Can you quote each of the rows below word for word, without changing anything?

**** Records ****

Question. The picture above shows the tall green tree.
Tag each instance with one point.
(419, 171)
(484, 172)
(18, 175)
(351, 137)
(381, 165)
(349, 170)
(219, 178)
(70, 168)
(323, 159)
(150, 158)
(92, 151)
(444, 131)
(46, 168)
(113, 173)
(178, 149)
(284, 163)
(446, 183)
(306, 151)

****

Result of this exercise »
Question. The picture above shows the tall green tree.
Tag each instance with one point.
(419, 171)
(484, 172)
(18, 175)
(351, 137)
(381, 165)
(349, 170)
(219, 178)
(70, 168)
(323, 159)
(150, 158)
(92, 151)
(444, 131)
(46, 168)
(113, 173)
(178, 149)
(284, 163)
(446, 183)
(306, 151)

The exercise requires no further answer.